> _Required task 1_: Translate this sentence from the Dorset holiday blog post below into Spanish: "It’s particularly difficult to know what day of the week it is when you are self employed."
> _Required task 2_: Resume the blog post about the holiday in Dorset below, picking up right after its final sentence and keeping its voice.

> _Extracted text_:
▬▬▬

Tuesday, 4 July 2017

Sunny Dorset

Britney (not her real name) has knickers with the days of the week emblazoned on the front of them.
Why on earth don’t they don’t make these pants in adult sizes? Can you imagine how useful they would be for those of us who rush from pillar to post never knowing for certain what day it is? They would also be so very useful when it came to leaving a telephone message:
 “Hi there, I was meant to get a kerosene delivery, erm (a quick check down the front of your jeans) yesterday and I’m just worried that I’m going to run out.”
Or:
“Hi, it’s, erm (a quick check down the front of your jeans) Thursday, can I get someone to come and service my boiler please?”
Or:
“Hi there, it’s erm (a quick check down the front of your jeans) Friday, could you call me when you get this message? Thanks.”
I appreciate that it could be a little embarrassing if you were in the middle of a meeting and had to pretend to study the wall for a second to check what was written on the front of your knickers, but it would be so much more professional than writing TUESDAY on the back of your hand in biro pen.
It’s particularly difficult to know what day of the week it is when you are self employed.
I usually hinder The Assassinator and The Resident Vet (Kamikaze Girl having gained employment and thus moved to London – the bitch) with their horses on a Thursday but occasionally Office work will get in the way of this arrangement and I have to ride their horses on a different day of the week. This causes immense confusion, not just to myself and The Resident Vet who co-ordinates the entire operation, but also to my household and all of my Childcare operatives as well.
It’s hard to be organised when you are never sure where you are meant to be and this is perhaps the reason why I went on holiday to Dorset with Other Half and Britney and failed to pack any shorts or suncream.
Clearly my Mummy brain had not considered that a County 400 miles south of Northumberland might be a tad warmer than the windswept Cheviot Hills or the bitterly cold sandy beaches of Northumberland’s area of outstanding natural beauty. And as a result of my lack of planning, I still have a dark brown area on my left leg where I failed to apply Britney’s factor 50 suncream while sitting on the beach at Sandbanks.
Aside from this third degree burn on my lower leg and the enormous inflammation that cosseted my ankle, we had a fabulous week in sunny Dorset. By some coincidence our holiday managed to correspond with the remarkable heat wave that had engulfed Britain and therefore Dorset was enjoying temperatures which where similar to that of the southern coast of Spain.
We stayed in a proper chocolate box kind of house with a thatched roof and 3 foot thick walls, which kept the downstairs of the property extremely cool and the upstairs; as warm as your oven after roasting a chicken.
The cottage was on a small holding near to a place called Three Legged Cross and very much in the countryside. We had our own private patio and also (much to Britney’s delight) an outside bath. I’ll just point out that this was a factor of novelty, as there was also an enormous bath inside the property in the bathroom at the top of the stairs.

▬▬▬

> _Material_:
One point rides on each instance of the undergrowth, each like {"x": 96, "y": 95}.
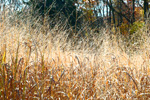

▬▬▬

> _Written answer 1_: Es especialmente difícil saber qué día de la semana es cuando trabajas por cuenta propia.

> _Written answer 2_:
Britney revelled in using all of the available hot water in her twice daily outside bathing ritual. I had shown her photographs of the house before we set off on holiday and when I asked if there was anything particular that she wanted to take in her suitcase for our week away, she replied “Bath bombs” before adding as an afterthought: “2 for every day we are there”.
The owner of the holiday cottage had a small herd of Alpacas and every morning, usually only clad in her pyjama bottoms, Britney sleepily tottered across to the field to greet them as they congregated to have their breakfast. It took 3 days for her to remember that they were Alpacas and not Lamas, but they didn’t seem to mind.
I had been to Dorset a few times before we undertook this excursion down south and I have informed people on many occasions that Poole Harbour is only 70 miles from Cherbourg and that the sun is so much hotter down there and the winds are always very warm.
Clearly, having a child has made me either entirely lose my memory, or perhaps my brain simply couldn’t be bothered to travel further South than Northampton because I ignorantly sunburnt my arms on the first morning of our holiday sitting on the patio reading my book while everyone else was still in bed.
There was a pair of Bullfinches that came to the patio everyday to forage in the Forget Me knots and I adored seeing them. I have obviously reached middle age as I now love seeing the less common wild birds, especially when these are something of a rarity in my garden in Northumberland.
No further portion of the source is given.